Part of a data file
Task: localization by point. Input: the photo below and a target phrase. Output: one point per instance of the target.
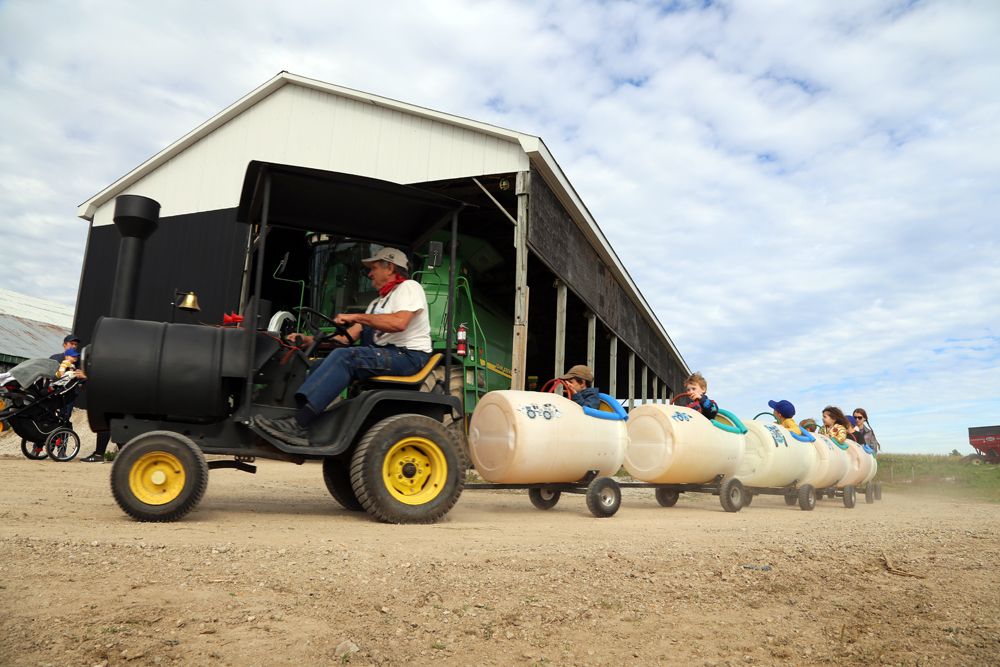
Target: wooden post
(631, 379)
(613, 358)
(591, 339)
(519, 350)
(560, 328)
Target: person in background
(808, 424)
(835, 424)
(865, 429)
(580, 380)
(696, 387)
(784, 412)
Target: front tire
(604, 497)
(159, 476)
(407, 469)
(731, 495)
(337, 476)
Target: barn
(569, 295)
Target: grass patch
(948, 475)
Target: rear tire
(604, 497)
(337, 476)
(62, 445)
(731, 495)
(159, 476)
(407, 469)
(667, 497)
(29, 450)
(849, 497)
(807, 498)
(543, 499)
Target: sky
(806, 193)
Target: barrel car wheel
(33, 451)
(407, 469)
(337, 475)
(604, 497)
(731, 495)
(807, 498)
(159, 476)
(543, 499)
(667, 497)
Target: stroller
(37, 406)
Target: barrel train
(550, 445)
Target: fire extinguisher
(461, 338)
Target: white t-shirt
(409, 296)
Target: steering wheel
(338, 330)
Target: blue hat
(784, 408)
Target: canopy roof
(342, 204)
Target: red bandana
(391, 285)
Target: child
(68, 364)
(696, 387)
(835, 423)
(783, 413)
(580, 380)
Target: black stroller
(37, 406)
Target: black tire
(28, 449)
(850, 497)
(604, 497)
(543, 499)
(731, 495)
(426, 473)
(667, 497)
(62, 445)
(807, 498)
(337, 476)
(159, 476)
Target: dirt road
(269, 570)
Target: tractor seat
(412, 381)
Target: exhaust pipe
(135, 217)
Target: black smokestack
(135, 217)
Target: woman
(865, 429)
(836, 424)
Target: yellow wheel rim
(415, 471)
(156, 478)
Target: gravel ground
(269, 570)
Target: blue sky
(806, 193)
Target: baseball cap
(580, 372)
(784, 408)
(391, 255)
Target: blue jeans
(346, 364)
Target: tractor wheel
(807, 498)
(62, 445)
(33, 451)
(604, 497)
(543, 499)
(407, 469)
(849, 497)
(337, 475)
(667, 497)
(731, 495)
(159, 476)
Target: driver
(395, 340)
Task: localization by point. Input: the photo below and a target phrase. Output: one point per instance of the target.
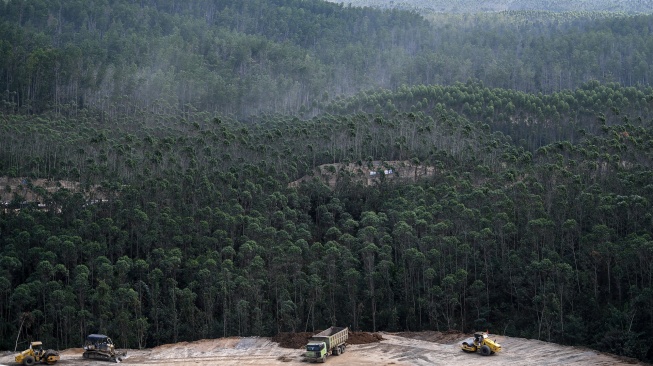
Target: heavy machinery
(102, 347)
(481, 342)
(35, 353)
(331, 341)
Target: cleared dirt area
(408, 348)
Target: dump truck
(481, 342)
(101, 347)
(35, 353)
(331, 341)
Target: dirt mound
(299, 340)
(446, 337)
(292, 340)
(364, 338)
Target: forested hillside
(126, 58)
(474, 6)
(185, 123)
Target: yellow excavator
(481, 342)
(35, 353)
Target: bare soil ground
(400, 349)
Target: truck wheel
(485, 350)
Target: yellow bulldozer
(482, 343)
(35, 353)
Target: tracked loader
(101, 347)
(481, 343)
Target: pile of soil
(299, 340)
(292, 340)
(446, 337)
(363, 338)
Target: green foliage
(532, 217)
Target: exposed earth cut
(407, 348)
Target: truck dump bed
(333, 336)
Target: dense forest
(244, 58)
(185, 122)
(474, 6)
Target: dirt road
(399, 349)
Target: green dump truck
(331, 341)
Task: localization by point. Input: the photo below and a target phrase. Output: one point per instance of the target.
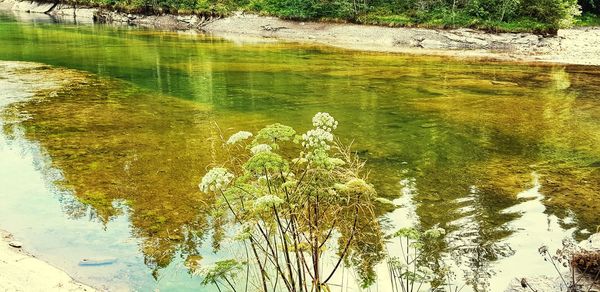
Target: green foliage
(495, 15)
(556, 13)
(588, 19)
(289, 207)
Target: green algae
(144, 129)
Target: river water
(504, 156)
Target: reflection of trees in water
(124, 151)
(135, 152)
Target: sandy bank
(571, 46)
(20, 271)
(579, 46)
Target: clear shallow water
(505, 156)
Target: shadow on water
(458, 144)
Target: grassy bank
(543, 16)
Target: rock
(97, 261)
(15, 244)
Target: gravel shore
(580, 46)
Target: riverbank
(580, 46)
(20, 271)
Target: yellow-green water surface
(504, 155)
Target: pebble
(97, 261)
(15, 244)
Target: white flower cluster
(215, 179)
(266, 202)
(317, 138)
(261, 148)
(239, 136)
(324, 121)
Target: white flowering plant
(292, 198)
(410, 271)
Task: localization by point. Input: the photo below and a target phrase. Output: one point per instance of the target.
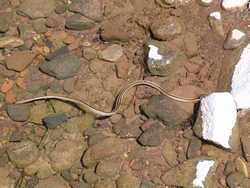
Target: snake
(119, 98)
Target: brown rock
(18, 61)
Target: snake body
(118, 101)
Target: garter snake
(118, 101)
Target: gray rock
(152, 136)
(54, 120)
(37, 9)
(112, 53)
(39, 25)
(66, 153)
(23, 153)
(62, 67)
(128, 180)
(79, 23)
(184, 174)
(18, 112)
(166, 29)
(165, 110)
(91, 9)
(163, 61)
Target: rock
(216, 23)
(79, 23)
(197, 172)
(108, 168)
(214, 107)
(191, 44)
(18, 112)
(235, 180)
(206, 2)
(127, 180)
(234, 5)
(152, 136)
(169, 153)
(66, 153)
(5, 177)
(10, 42)
(167, 29)
(127, 130)
(235, 38)
(112, 53)
(5, 20)
(62, 67)
(18, 61)
(163, 61)
(41, 168)
(92, 9)
(38, 112)
(114, 30)
(23, 153)
(95, 153)
(39, 25)
(53, 181)
(37, 9)
(194, 148)
(107, 183)
(166, 110)
(54, 120)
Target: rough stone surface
(62, 67)
(166, 110)
(18, 112)
(54, 120)
(53, 181)
(23, 153)
(18, 61)
(112, 53)
(66, 153)
(167, 29)
(79, 23)
(37, 9)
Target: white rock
(232, 4)
(154, 52)
(237, 34)
(241, 80)
(202, 170)
(219, 114)
(216, 15)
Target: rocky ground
(89, 50)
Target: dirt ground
(89, 50)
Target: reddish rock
(18, 61)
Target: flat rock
(54, 120)
(23, 153)
(128, 180)
(163, 61)
(62, 67)
(165, 110)
(10, 42)
(53, 181)
(37, 9)
(18, 112)
(112, 53)
(20, 60)
(197, 172)
(92, 9)
(79, 23)
(167, 29)
(66, 153)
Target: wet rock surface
(89, 50)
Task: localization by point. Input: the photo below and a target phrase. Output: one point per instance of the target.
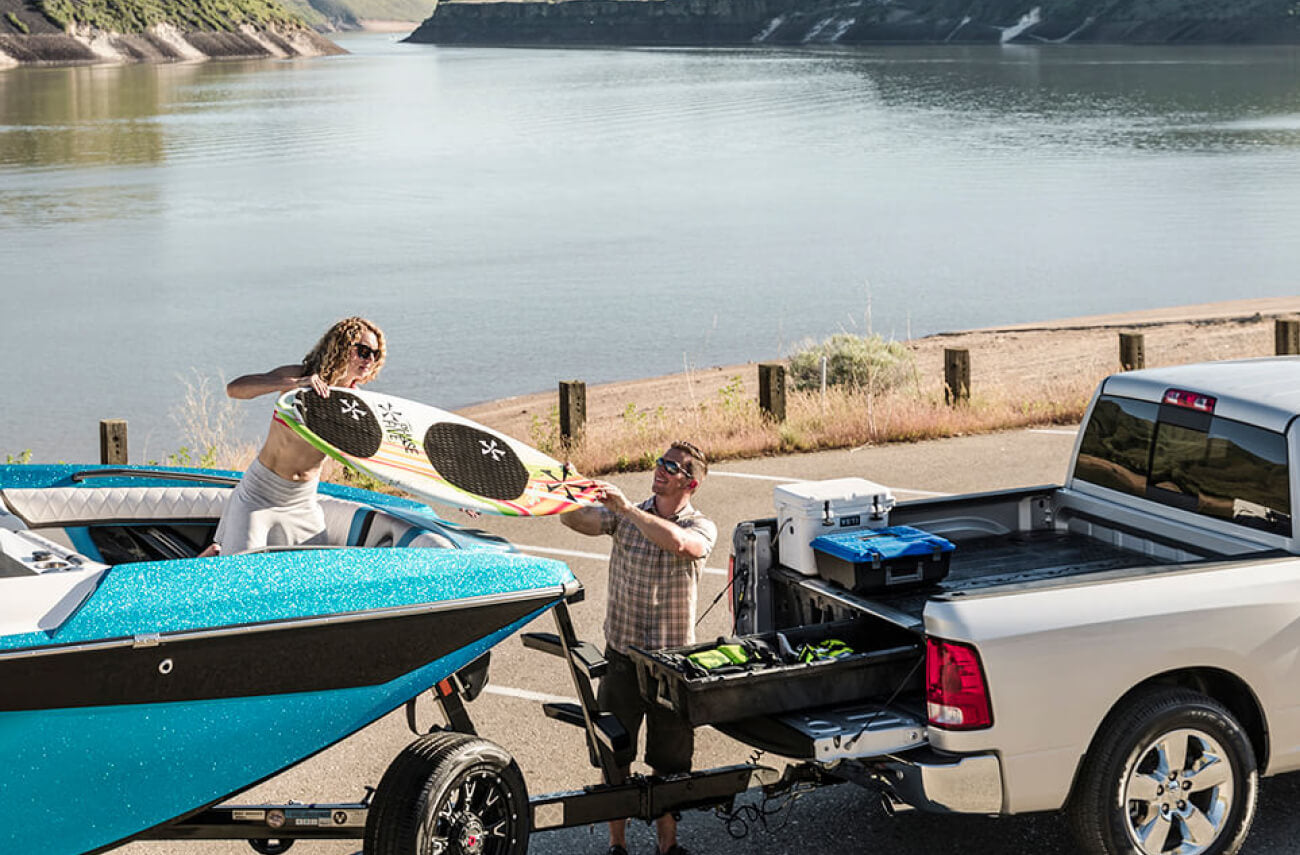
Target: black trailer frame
(273, 828)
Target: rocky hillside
(86, 31)
(702, 22)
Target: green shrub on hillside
(137, 16)
(856, 361)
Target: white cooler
(810, 508)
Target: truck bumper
(945, 784)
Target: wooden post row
(957, 376)
(1132, 351)
(112, 441)
(771, 390)
(1286, 337)
(572, 409)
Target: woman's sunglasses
(672, 467)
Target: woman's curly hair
(329, 356)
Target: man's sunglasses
(672, 467)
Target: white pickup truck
(1125, 647)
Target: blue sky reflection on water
(512, 217)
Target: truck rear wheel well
(1221, 685)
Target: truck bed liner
(1018, 558)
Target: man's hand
(612, 498)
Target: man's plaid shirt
(653, 593)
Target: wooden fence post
(1132, 351)
(957, 376)
(572, 409)
(1286, 337)
(112, 441)
(771, 390)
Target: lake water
(515, 217)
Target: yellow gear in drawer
(719, 656)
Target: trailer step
(585, 655)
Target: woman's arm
(278, 380)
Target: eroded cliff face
(82, 33)
(161, 43)
(723, 22)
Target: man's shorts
(670, 741)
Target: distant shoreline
(1023, 355)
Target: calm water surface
(515, 217)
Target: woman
(274, 504)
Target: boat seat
(355, 524)
(346, 523)
(60, 507)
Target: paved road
(835, 820)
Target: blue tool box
(874, 560)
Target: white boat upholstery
(79, 506)
(346, 523)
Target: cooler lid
(839, 490)
(898, 541)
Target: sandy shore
(1025, 356)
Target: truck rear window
(1201, 463)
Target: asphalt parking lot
(837, 820)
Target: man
(659, 550)
(274, 503)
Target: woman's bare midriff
(289, 456)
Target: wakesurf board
(434, 454)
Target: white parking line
(594, 556)
(746, 474)
(788, 480)
(527, 695)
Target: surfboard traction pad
(467, 458)
(343, 421)
(475, 460)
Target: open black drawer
(878, 668)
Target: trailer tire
(1170, 771)
(453, 794)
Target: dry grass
(1021, 377)
(733, 429)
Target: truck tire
(1170, 771)
(450, 794)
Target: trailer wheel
(1170, 772)
(450, 794)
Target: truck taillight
(1190, 400)
(956, 693)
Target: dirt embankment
(1022, 356)
(29, 37)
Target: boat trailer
(453, 784)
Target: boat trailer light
(1190, 400)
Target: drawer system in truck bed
(880, 662)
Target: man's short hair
(698, 461)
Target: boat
(141, 684)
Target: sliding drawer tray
(882, 662)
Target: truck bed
(1018, 558)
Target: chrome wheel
(450, 794)
(1178, 791)
(475, 817)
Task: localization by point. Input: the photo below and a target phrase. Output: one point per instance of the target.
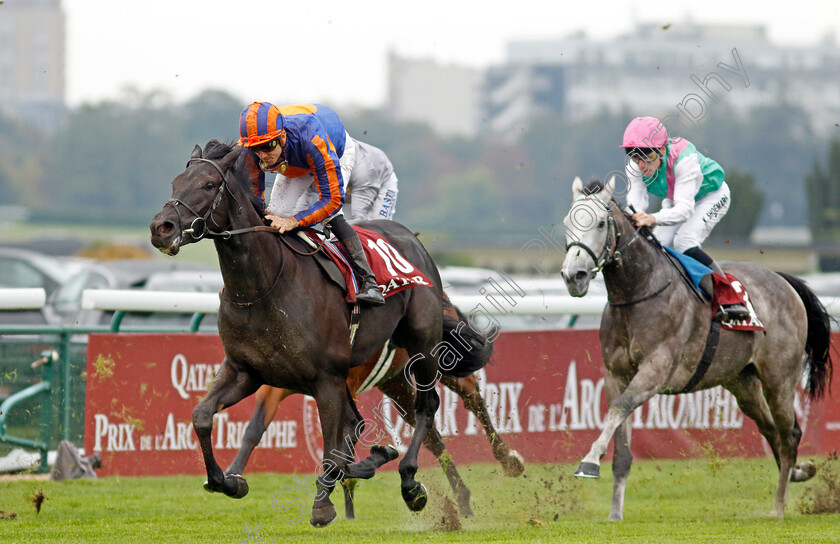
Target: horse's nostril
(165, 227)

WRITTEN REQUEST: Beginning with the line that holds "Target: lake water", extract every line to the end of the material, exactly as it stands, and drop the pictures.

WRITTEN SOLUTION:
Target: lake water
(515, 217)
Target: yellow gear in drawer
(719, 656)
Target: trailer step
(585, 655)
Target: woman's arm
(278, 380)
Target: eroded cliff face
(82, 33)
(161, 43)
(723, 22)
Target: man's shorts
(670, 741)
Target: distant shoreline
(1023, 355)
Target: calm water surface
(515, 217)
Target: woman
(274, 504)
Target: boat seat
(355, 524)
(346, 523)
(60, 507)
Target: paved road
(835, 820)
Target: blue tool box
(874, 560)
Target: white boat upholstery
(79, 506)
(346, 523)
Target: cooler lid
(839, 490)
(898, 541)
Target: sandy shore
(1025, 356)
Target: truck rear window
(1201, 463)
Target: asphalt parking lot
(837, 820)
Target: man
(659, 550)
(274, 503)
Target: woman's bare midriff
(289, 456)
Target: wakesurf board
(434, 454)
Target: white parking line
(594, 556)
(746, 474)
(788, 480)
(527, 695)
Target: surfboard traction pad
(467, 458)
(343, 421)
(475, 460)
Target: open black drawer
(878, 668)
Target: trailer tire
(1170, 771)
(453, 794)
Target: dry grass
(1021, 377)
(733, 429)
Target: truck tire
(1170, 771)
(450, 794)
Target: trailer wheel
(1170, 772)
(450, 794)
Target: truck taillight
(1190, 400)
(956, 693)
Target: dirt embankment
(1022, 356)
(29, 37)
Target: boat trailer
(453, 784)
Target: boat trailer light
(1190, 400)
Target: drawer system in truck bed
(880, 662)
Target: man's short hair
(698, 461)
Target: boat
(141, 684)
Target: sliding drawer tray
(882, 662)
Target: truck bed
(1018, 558)
Target: chrome wheel
(450, 794)
(1178, 791)
(475, 817)
Task: localization by point. Input: the photo below and a target phrase. Output: one point per instance of the target.
Target: horse's nostril
(165, 227)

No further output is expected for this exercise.